__Problem description__:
Each of the records must appear again, exactly as it was written.

__Exercise inputs__:
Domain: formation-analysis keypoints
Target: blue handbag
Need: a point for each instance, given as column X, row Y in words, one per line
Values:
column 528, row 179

__Written reply__:
Domain: formation-analysis keypoints
Target: blue handbag
Need: a point for each instance, given as column X, row Y in words, one per line
Values:
column 528, row 179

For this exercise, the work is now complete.